- [WHAT THE EXERCISE ASKS]: Render the data from the line containing "Annotate the gray cloud precisely." down to the line containing "[0,264,640,424]", both included, as a two-column CSV with the columns instruction and coordinates. Give one row per instruction with its answer, and put each value in a single quoted field with line breaks replaced by spaces.

- [DATA IN THIS EXERCISE]:
** begin **

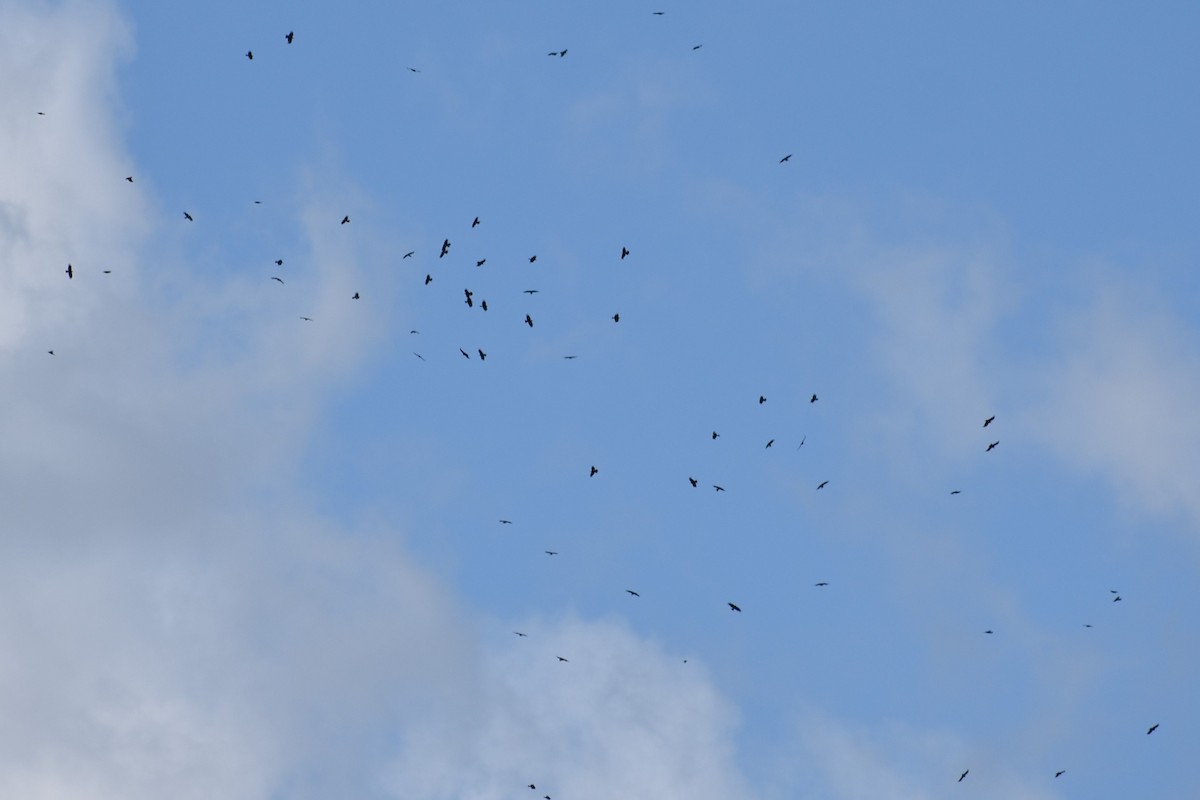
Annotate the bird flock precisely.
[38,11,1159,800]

** end **
** begin **

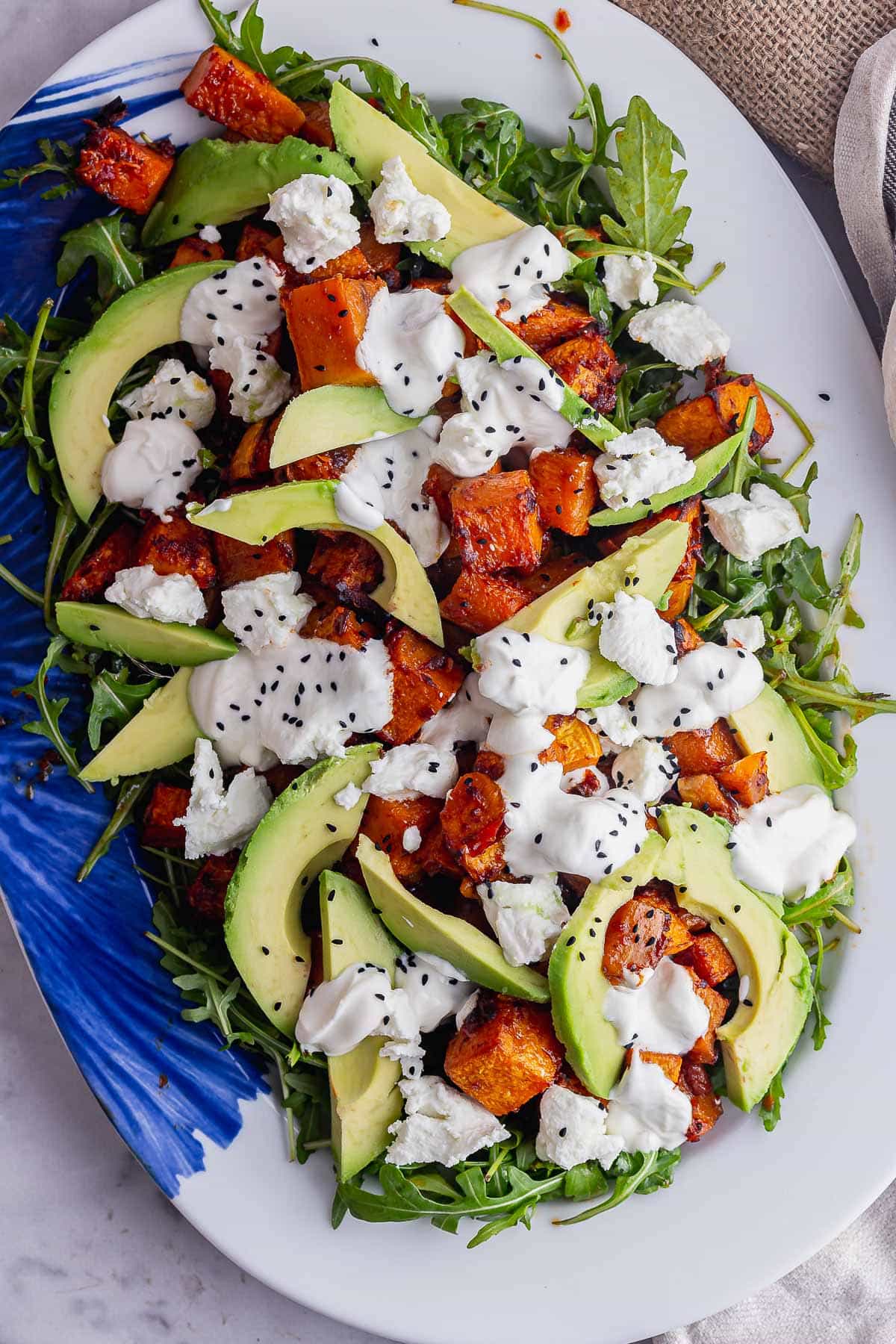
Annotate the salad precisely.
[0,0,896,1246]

** end **
** begin **

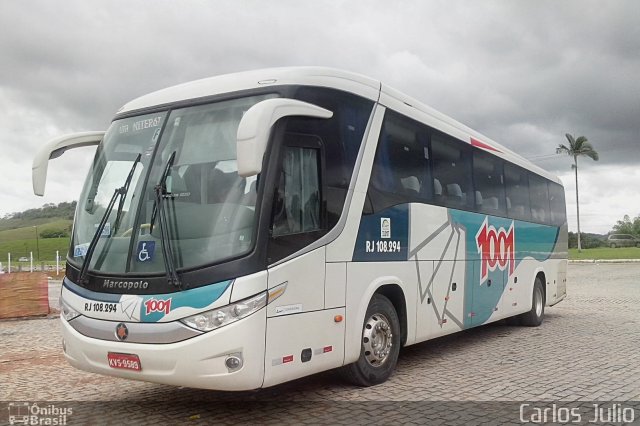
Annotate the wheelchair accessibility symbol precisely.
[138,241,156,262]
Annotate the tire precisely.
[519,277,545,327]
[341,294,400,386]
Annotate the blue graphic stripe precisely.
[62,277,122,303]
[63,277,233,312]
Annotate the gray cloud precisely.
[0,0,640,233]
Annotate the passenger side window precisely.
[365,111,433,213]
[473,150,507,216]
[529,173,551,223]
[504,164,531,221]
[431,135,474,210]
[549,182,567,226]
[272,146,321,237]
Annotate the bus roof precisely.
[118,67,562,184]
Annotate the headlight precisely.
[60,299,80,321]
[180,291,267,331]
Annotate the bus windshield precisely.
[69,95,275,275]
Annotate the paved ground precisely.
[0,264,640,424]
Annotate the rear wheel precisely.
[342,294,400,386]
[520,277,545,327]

** end **

- [REPLY TO THE EXERCISE]:
instruction,coordinates
"Annotate the gray cloud precisely.","[0,0,640,233]"
"Annotate the passenger side window precisely.","[365,111,433,213] [473,150,507,216] [529,173,551,223] [504,164,531,221] [431,135,474,210] [549,182,567,226] [272,146,321,237]"
"Annotate the bus roof precisely.","[118,67,562,184]"
"Annotate the headlight precisely.","[60,299,80,321] [180,291,267,331]"
"Annotate the bus windshield precisely.","[69,95,275,275]"
"Annotate the paved ground precisely.","[0,264,640,424]"